[[ Source passage, beginning ]]

Problem to be addressed. The overwhelming scale and severity of the Coronavirus Disease
2019 (COVID-19) pandemic has presented a serious threat to the health of frontline health
care workers (HCWs). Aerosol-generating medical procedures (AGMPs), such as
bag-valve-mask (BVM) ventilation, endotracheal intubation (ETI), and cardiopulmonary
resuscitation (CPR) are commonly required for critically ill COVID-19 patients. AGMPs
produce airborne particles, contributing to the disproportionately high risk of infection
amongst HCWs working in acute care areas. Strategies to mitigate HCWs exposure to and
infection from COVID-19 are required to maintain the integrity of the healthcare
workforce. To minimize HCW exposure during AGMPs, aerosol box devices have been developed
to provide a physical barrier between the patient and the HCW, with the intent of
shielding HCWs from disease particles.

The aerosol box, and its various different adaptations, have been implemented by
hospitals around the world for managing critically ill patients with COVID-19. Studies to
date have demonstrated that aerosol box use potentially reduces spread of aerosolized
particles, but its use is also associated with technical challenges. Studies to date have
focused primarily on the task of ETI, without any evidence describing the impact of
aerosol box use on chest compressions (CC). Furthermore, most studies suffer from small
sample sizes, provided minimal (or no) training on aerosol box use, recruited individuals
(and not resuscitation teams) as participants, failed to quantify the degree of
contamination on providers, or failed to measure airborne particle counts. The study team
recently completed a multicenter randomized trial comparing aerosol box vs. no box use
and demonstrated delayed time to intubation with aerosol box use. However, the study was
done in a limited context (short procedure, airway team of 2 providers, CC not measured),
thus making generalizability to team-based resuscitative care questionable. To date,
there have been no single or multicenter studies concurrently evaluating the effect of
aerosol box use on CPR quality, airborne particle concentration, and HCW contamination
during team-based resuscitative care. As a consequence, it is still unknown if aerosol
boxes are effective in protecting HCWs, and if aerosol box use negatively impacts care
during cardiopulmonary arrest.

[[ Source passage, end ]]
[[ Supplied material, beginning ]]

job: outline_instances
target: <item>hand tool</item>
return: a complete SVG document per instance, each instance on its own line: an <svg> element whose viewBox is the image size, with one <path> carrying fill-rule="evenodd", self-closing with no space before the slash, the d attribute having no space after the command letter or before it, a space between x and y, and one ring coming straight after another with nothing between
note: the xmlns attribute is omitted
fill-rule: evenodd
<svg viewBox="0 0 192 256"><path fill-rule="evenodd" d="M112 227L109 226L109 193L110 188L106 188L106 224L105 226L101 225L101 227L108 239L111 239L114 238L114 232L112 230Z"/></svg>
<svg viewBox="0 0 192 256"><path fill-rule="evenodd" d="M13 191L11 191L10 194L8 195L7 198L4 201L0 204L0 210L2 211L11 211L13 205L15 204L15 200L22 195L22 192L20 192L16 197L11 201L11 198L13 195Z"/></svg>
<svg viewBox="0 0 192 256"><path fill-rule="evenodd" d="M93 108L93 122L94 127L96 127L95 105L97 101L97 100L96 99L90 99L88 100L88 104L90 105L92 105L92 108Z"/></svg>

[[ Supplied material, end ]]

To do: Rewrite the part of the aerosol box text between "Problem to be" and "from disease particles.", inclusive, swapping "mitigate" for "reduce".

Expected answer:
Problem to be addressed. The overwhelming scale and severity of the Coronavirus Disease
2019 (COVID-19) pandemic has presented a serious threat to the health of frontline health
care workers (HCWs). Aerosol-generating medical procedures (AGMPs), such as
bag-valve-mask (BVM) ventilation, endotracheal intubation (ETI), and cardiopulmonary
resuscitation (CPR) are commonly required for critically ill COVID-19 patients. AGMPs
produce airborne particles, contributing to the disproportionately high risk of infection
amongst HCWs working in acute care areas. Strategies to reduce HCWs exposure to and
infection from COVID-19 are required to maintain the integrity of the healthcare
workforce. To minimize HCW exposure during AGMPs, aerosol box devices have been developed
to provide a physical barrier between the patient and the HCW, with the intent of
shielding HCWs from disease particles.